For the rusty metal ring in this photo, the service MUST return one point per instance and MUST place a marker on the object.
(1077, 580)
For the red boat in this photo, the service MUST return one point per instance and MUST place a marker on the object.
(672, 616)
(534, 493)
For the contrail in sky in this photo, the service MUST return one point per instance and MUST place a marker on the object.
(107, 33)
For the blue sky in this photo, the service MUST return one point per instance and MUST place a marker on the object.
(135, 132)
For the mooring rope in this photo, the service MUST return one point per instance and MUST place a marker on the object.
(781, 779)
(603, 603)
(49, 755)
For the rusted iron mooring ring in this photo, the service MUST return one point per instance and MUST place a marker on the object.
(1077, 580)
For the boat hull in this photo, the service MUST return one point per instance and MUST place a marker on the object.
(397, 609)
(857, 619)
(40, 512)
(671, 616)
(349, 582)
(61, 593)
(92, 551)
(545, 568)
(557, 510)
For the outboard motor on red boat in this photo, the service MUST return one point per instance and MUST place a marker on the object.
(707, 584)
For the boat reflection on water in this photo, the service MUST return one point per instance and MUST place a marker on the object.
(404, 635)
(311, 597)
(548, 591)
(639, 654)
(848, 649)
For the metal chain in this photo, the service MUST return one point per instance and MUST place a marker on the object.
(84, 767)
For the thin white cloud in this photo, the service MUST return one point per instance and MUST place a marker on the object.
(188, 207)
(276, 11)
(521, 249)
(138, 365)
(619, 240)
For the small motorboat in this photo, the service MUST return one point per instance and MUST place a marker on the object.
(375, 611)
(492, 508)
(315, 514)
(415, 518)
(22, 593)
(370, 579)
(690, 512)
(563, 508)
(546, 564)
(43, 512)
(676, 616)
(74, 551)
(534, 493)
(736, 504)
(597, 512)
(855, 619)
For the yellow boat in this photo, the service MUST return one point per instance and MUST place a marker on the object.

_ _ _

■ **TASK STATEMENT**
Copy the entries above line for line, reproducing every character as it appears.

■ **FINAL RESULT**
For the rusty metal ring in this photo, the service MUST return one point per instance and MUST place a marker on the object.
(1077, 580)
For the red boat in this photo, the service MUST return one point per instance and MUST place a marker on the object.
(672, 616)
(534, 493)
For the contrail in sky in this photo, the service MUST return one point per instance and MUST place a marker on the object.
(107, 33)
For the blue sky in this photo, the service MUST return one point per instance and MUST place a marker on the object.
(135, 132)
For the mooring rope in this photo, the service MUST return one point per instance and MUST place a marker on the object.
(781, 779)
(603, 603)
(49, 755)
For the rusted iron mooring ring in this photo, the service MUST return one point per instance and MUST place a marker on the object.
(1077, 580)
For the boat hull in this photo, the service MUST return one point per instance and MUST place a marker on the object.
(397, 609)
(857, 619)
(40, 512)
(671, 616)
(349, 582)
(61, 593)
(92, 551)
(545, 568)
(557, 510)
For the outboard motor on red boat in this photo, the service MUST return one point per instance and MUST place a marker on the object.
(707, 584)
For the boat reflection on water in this photo, the service MUST return one point per instance and MUST place a marker on the object.
(404, 635)
(311, 597)
(548, 591)
(639, 654)
(848, 649)
For the metal chain in this photo, the service MUST return one point per instance and MUST place a marker on the object.
(84, 767)
For the thin white cloud in this photo, the service MUST return one point per instance and MUST place a marker on the object.
(188, 207)
(276, 11)
(521, 249)
(138, 365)
(619, 240)
For the small motorboat in this photo, the service MUST return one point per instance and MUST place a marker on the object.
(375, 611)
(492, 508)
(315, 514)
(415, 518)
(22, 593)
(370, 579)
(690, 512)
(563, 508)
(546, 564)
(43, 512)
(676, 616)
(74, 551)
(534, 493)
(736, 504)
(597, 512)
(855, 619)
For the yellow boat in this photo, the service MUST return one point per instance and MUST place a marker on the object.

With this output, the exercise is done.